Чувственное просветляется уже не как чисто природное событие. У Ницше оно впервые становится шифром бытия, раскрывающимся в упоении символами. Однако формулировки Ницше, порой отражающие положение дел исключительно в сфере чувственного, оказываются ограниченными тем, что первоначало, благодаря которому чувственное в процессе упоения символами и обретения высшей духовности, существует не постоянно. Дело оборачивается таким образом, будто радость жизни как таковая, даже независимо от того воодушевления, которое даёт соотнесённая с трансценденцией историчность, уже могла бы иметь характер высшего символа.
Данной совокупностью «состояний» – движения преодоления, затем благородного бытия, героического существования, дионисийской души, наконец, мистического слияния с бытием – очерчивается круг того, в чём Ницше обретает изначальное и объемлющее абсолютное сознание экзистенции, в котором берут начало всякое истинное мышление, сообщение, действие, поведение, способ бытия мира, Да вот-бытию; но само это абсолютное сознание поэтому не может, как если бы оно было только лишь вот-бытием в мире, в свою очередь быть обусловлено чем-то, что существует только для него и есть только часть целого. Здесь, перед первоистоком экзистенциального бытия, вопрошание и знание прекращаются. Если мы окинем общим взглядом все эти состояния у Ницше, то для их совокупности окажется характерным следующее.
В них заключён некий призыв, уклониться от которого едва ли кто-то может: безграничная широта, благородство, героизм, всеприятие распахнутой души, просветлённость существования – каждая из этих возможностей затрагивает то, что может быть обнаружено в нас самих.
Однако все изображения сильны только по своей форме. Призыв обусловлен тем основным импульсом, который тем чище, чем менее содержательным он становится в изображении.

* _Материал_:
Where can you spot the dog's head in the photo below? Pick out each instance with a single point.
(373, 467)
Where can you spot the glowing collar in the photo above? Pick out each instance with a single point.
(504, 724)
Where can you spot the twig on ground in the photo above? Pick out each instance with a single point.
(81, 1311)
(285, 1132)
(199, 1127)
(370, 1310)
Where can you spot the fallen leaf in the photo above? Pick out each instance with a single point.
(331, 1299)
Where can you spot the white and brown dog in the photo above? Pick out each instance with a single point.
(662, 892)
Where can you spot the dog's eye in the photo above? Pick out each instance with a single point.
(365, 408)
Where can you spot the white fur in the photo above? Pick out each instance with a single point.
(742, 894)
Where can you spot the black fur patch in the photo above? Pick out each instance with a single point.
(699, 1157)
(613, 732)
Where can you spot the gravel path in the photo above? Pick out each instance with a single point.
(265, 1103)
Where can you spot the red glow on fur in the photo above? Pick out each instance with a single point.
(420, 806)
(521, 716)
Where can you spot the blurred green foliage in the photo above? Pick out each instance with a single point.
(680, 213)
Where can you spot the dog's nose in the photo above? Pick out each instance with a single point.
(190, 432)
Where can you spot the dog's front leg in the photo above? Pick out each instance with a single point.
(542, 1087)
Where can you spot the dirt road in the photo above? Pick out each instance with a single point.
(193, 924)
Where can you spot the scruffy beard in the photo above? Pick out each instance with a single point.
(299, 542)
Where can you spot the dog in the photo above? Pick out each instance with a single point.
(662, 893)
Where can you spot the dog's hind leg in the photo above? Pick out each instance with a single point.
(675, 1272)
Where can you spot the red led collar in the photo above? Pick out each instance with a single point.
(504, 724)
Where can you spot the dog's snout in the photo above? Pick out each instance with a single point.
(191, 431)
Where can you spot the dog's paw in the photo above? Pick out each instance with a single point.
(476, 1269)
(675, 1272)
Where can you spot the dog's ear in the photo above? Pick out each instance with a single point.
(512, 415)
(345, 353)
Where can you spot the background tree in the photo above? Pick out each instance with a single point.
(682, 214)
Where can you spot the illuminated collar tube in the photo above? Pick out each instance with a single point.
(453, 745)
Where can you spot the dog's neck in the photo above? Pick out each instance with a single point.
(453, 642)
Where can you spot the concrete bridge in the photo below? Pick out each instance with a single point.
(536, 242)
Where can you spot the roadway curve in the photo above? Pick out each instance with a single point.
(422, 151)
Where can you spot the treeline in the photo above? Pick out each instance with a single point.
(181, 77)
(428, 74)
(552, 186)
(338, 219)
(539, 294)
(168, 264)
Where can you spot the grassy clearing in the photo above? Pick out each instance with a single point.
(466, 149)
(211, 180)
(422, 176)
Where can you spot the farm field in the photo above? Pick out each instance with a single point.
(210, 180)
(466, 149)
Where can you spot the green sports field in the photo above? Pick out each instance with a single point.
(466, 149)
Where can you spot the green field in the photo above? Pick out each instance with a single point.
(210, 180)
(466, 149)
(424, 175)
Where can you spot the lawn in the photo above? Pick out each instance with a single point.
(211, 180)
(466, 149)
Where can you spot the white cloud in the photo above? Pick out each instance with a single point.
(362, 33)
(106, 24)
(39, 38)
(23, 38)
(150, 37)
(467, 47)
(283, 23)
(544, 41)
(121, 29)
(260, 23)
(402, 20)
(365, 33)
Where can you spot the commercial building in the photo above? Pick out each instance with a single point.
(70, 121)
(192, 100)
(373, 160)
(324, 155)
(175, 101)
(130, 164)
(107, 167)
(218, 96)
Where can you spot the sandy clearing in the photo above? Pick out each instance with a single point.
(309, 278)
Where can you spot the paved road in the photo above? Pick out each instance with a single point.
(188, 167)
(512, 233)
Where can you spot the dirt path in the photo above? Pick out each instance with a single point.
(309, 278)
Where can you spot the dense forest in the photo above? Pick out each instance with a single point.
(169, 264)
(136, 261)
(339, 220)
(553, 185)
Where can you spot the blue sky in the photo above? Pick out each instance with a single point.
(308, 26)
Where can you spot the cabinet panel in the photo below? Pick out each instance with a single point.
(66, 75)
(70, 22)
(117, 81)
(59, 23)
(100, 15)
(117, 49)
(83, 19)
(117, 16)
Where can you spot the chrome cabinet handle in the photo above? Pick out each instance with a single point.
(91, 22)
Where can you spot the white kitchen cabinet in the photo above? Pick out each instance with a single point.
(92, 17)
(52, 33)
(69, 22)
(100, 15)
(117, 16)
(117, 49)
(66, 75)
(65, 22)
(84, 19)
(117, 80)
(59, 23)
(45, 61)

* _Задание_: Перепишите дословно фрагмент текста о Ницше, начиная со слов «В них заключён» и заканчивая словами «в нас самих.».

* _Ответ_:
В них заключён некий призыв, уклониться от которого едва ли кто-то может: безграничная широта, благородство, героизм, всеприятие распахнутой души, просветлённость существования – каждая из этих возможностей затрагивает то, что может быть обнаружено в нас самих.